DOCUMENT EXCERPT>
SurveyMan uses correlation in two ways. The CORRELATED can be used to flag sets of questions that the survey designer expects to have statistical correlation. Flagged questions can be used to validate or reject hypotheses and to help detect bad actors. Alternatively, if a question that is not marked as correlated is found to have statistically significant correlation, then we flag this question. Questions are compared on a pair-wise basis. This information can be used in a variety of ways :

• The survey designer could decide to remove one or more of the correlated questions, if their predictive power is strong enough to infer responses from the remaining questions. It is ultimately the responsibility of the survey designer to use good judgement and domain knowledge when deciding to remove questions; note that because we only check pair-wise correlation, we cannot capture the impact of groups on a particular outcome. We do not model interactions between variables.
• The survey designer could use discovered correlations to assist in identification of cohorts or bad actors by updating the entries in the CORRELATED column appropriately.

We only support automated correlation analysis between exclusive (radio button) questions. These questions may be ordered or unordered.

For two questions such that at least one of them is unordered, we return the $$\chi^2$$ statistic, its p-value, and compute Cramer’s $$V$$ to determine correlation. We also use Cramer’s $$V$$ when comparing a nominal and an ordinal question. Ordinal questions are compared using Spearman’s $$\rho$$. Since in practice we rarely have sufficient data to return confidence intervals on such point estimates, we simply flag the pair and leave the interpretation of the values up to the survey designer.

For non-exclusive (checkbox) ordered questions, we would need a meaningful metric to understand what the relationship between subsets of checkboxes are. For example, in a question of four answer options A, B, C, and D, we would need to know how to compare the answers {A,B}, {B,C}, and {A,C}. If their values are additive and we let their weights correspond to their indices, how far apart are the choices {A,B} and {C}? Any analysis would have to be domain-specific and thus falls outside the scope of SurveyMan.

GIVEN INFORMATION>

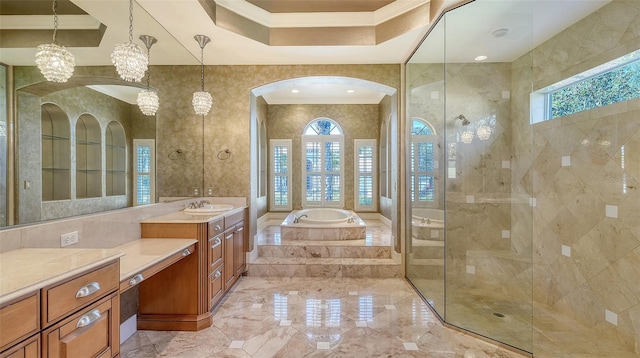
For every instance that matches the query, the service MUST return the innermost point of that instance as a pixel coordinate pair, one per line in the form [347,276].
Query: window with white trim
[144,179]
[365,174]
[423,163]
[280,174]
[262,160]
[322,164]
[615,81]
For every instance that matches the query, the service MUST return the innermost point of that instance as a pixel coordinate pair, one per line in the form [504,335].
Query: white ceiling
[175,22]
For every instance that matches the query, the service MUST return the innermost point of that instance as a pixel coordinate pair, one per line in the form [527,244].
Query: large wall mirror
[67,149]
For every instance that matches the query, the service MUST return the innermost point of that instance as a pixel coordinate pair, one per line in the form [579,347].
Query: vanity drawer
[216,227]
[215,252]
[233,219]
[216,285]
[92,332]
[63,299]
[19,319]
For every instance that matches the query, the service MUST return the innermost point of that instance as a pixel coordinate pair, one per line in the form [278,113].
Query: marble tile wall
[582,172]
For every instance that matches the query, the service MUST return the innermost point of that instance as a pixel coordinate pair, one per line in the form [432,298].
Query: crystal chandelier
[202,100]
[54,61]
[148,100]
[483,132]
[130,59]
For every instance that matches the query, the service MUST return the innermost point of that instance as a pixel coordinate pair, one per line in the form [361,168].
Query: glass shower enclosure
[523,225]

==

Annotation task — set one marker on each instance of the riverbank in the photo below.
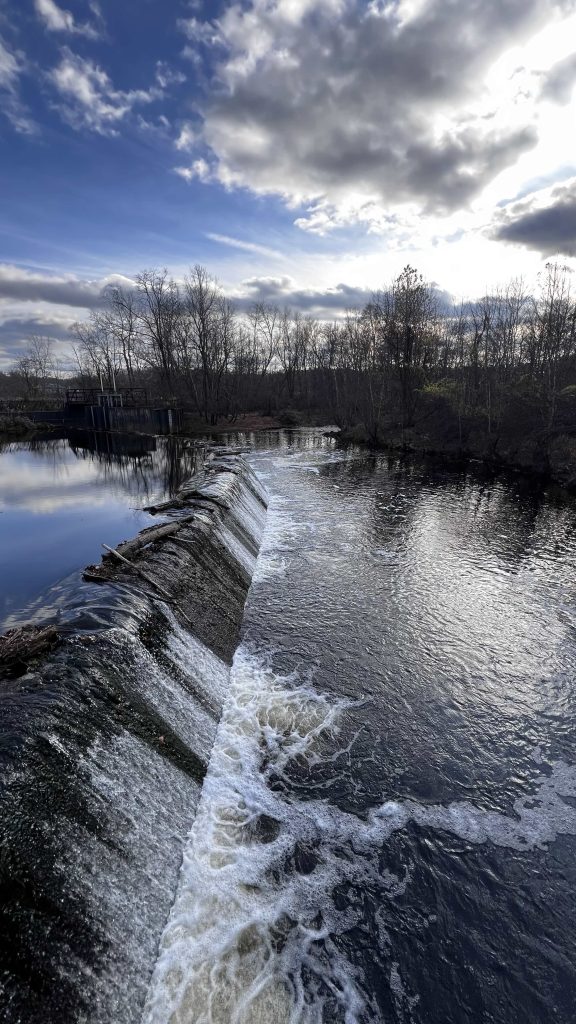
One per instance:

--

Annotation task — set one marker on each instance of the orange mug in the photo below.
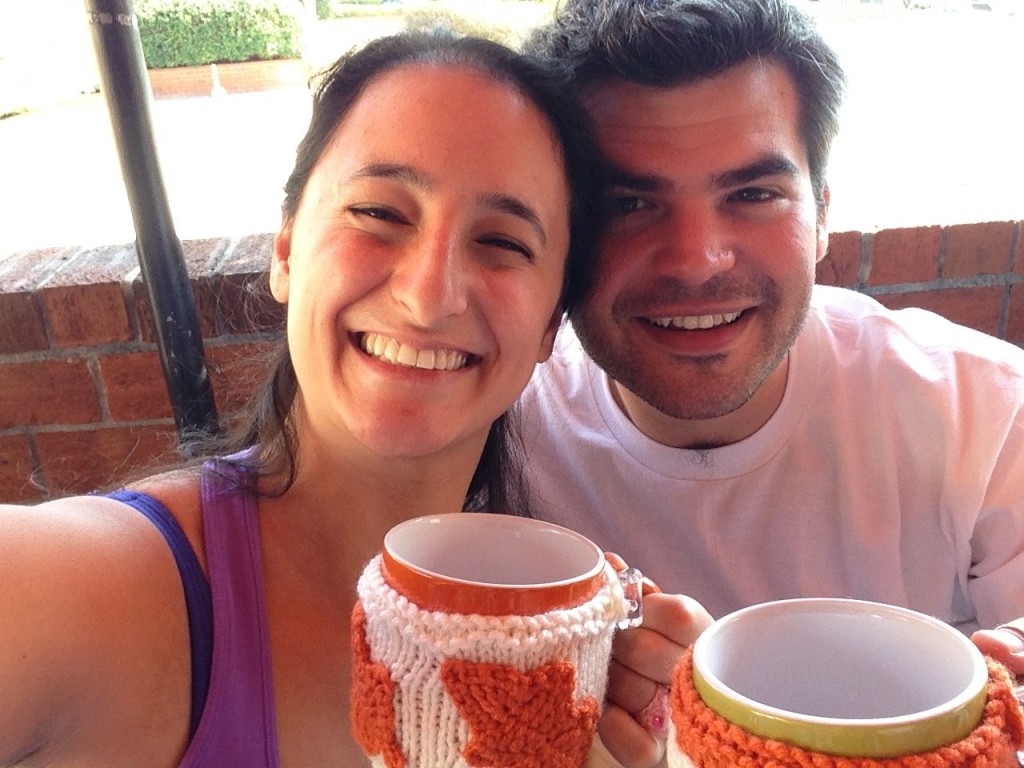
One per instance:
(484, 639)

EXERCISES TO COMPLETE>
1) Decide whether each statement agrees with the SurveyMan correlation text, answering yes or no and quoting the deciding words from the text: (a) SurveyMan supports automated correlation analysis for checkbox questions. (b) Questions are compared two at a time. (c) SurveyMan models interactions between variables.
2) Copy the part of the SurveyMan correlation text starting at "For two questions" and ending at "the survey designer.".

RESPONSES FOR EACH TASK>
1)
(a) No: "We only support automated correlation analysis between exclusive (radio button) questions."
(b) Yes: "Questions are compared on a pair-wise basis."
(c) No: "We do not model interactions between variables."

2)
For two questions such that at least one of them is unordered, we return the $$\chi^2$$ statistic, its p-value, and compute Cramer’s $$V$$ to determine correlation. We also use Cramer’s $$V$$ when comparing a nominal and an ordinal question. Ordinal questions are compared using Spearman’s $$\rho$$. Since in practice we rarely have sufficient data to return confidence intervals on such point estimates, we simply flag the pair and leave the interpretation of the values up to the survey designer.